▶ Selected passage
*** Block opens ***
Who here likes looking at their old work?

Yeah, me neither. Even reading more than a few pages of what I would once have considered my magnum opus rubs me like sandpaper now. I don’t see the accomplishment, but rather its shortcomings. What once was my everything now only strikes me as an embarrassment. A thing that can’t live up to its own hype.

I distinctly remember my first Comic Con, back when Unlife was only a few pages in. I had a table where I sold the first (and only) trade of Fenix Gear after what felt like agonizing years of production, not to mention a false-cancer diagnosis, a new job, and a new wife on the horizon. So much effort, all coming down to one event that I had hoped would be my big splash into the comics scene… where I sold hardly an eighth of what I had expected. I had truly believed that this would be the moment where my life would change forever, and then it didn’t. Upon that realization, I took a walk through the deep crowd, losing myself for a few moments, until I stumbled upon the promotional booth for Asura’s Wrath, a DBZ-like action game. They had set up a “scream tank”, where you were challenged to release your best Dragon Ball-like scream of fury. I reached into the depths of my soul…

And blew out the machine on my first try.
*** Block closes ***
▶ Source data
*** Block opens ***
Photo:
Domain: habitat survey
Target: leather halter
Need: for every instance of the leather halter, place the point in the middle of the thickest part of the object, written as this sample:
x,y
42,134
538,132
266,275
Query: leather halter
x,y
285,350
*** Block closes ***
*** Block opens ***
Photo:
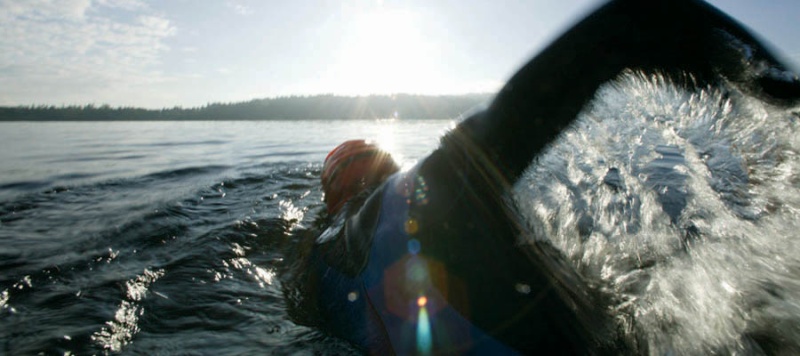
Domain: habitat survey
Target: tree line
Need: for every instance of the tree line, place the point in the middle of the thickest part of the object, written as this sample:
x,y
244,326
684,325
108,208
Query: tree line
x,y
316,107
*** Block closes ***
▶ Exercise brief
Go on with the essay about looking back at old work, beginning after its final sentence. The material has nothing to do with the essay and stands on its own.

▶ Answer space
It’s been about 6 years since then, and a lot has changed in my life. But one of the greatest change is the way I look at my past work; what I once considered the pinnacle of my art now feels… lacking, I suppose.

That’s the real ephemeral quality about art, isn’t it? An expression of a moment, circumscribed by your current skills and outlook on life. And as life changes, and as you change, so does that viewpoint. It’s like going to school; at first, the place feels so big and mighty. As you grow, and as it grows more familiar and comfortable, it diminishes, eventually too small to hold you at all. I feel the same too about fictional worlds I once devoured, few of which survived the marathon of years, a very great many becoming indelibly scarred by an unmistakable corporate agenda. Many more of those remaining are, upon reflection, less sincere and less mature than I once believed them to be. Considering all that, and considering the canon of art that is considered “timeless”, it’s insane to believe that any work can make it 16 years, much less 16 centuries or more.

A lot of this carries into Unlife; both the art and writing have evolved heavily during these last six years. Though I still read the old backlog, I can only look at my mistakes as if I made them today, rather than recognizing them as markers of how far I’ve come.

It’s hard not to want that mark to last and feel like more. Something that matters not just in the moment, but eternally. Something I want to look at again and again and see the beauty, not the mistakes. But maybe I can’t because it doesn’t belong to me anymore. It’s on the page, or the web, for everyone else to see, react to, and engage with.

Maybe that’s why I can’t look at it anymore. Because it’s become something all its own. The meaning has changed. I still care about it. I still love it. But it’s not just mine anymore.

Maybe that’s what being a parent feels like.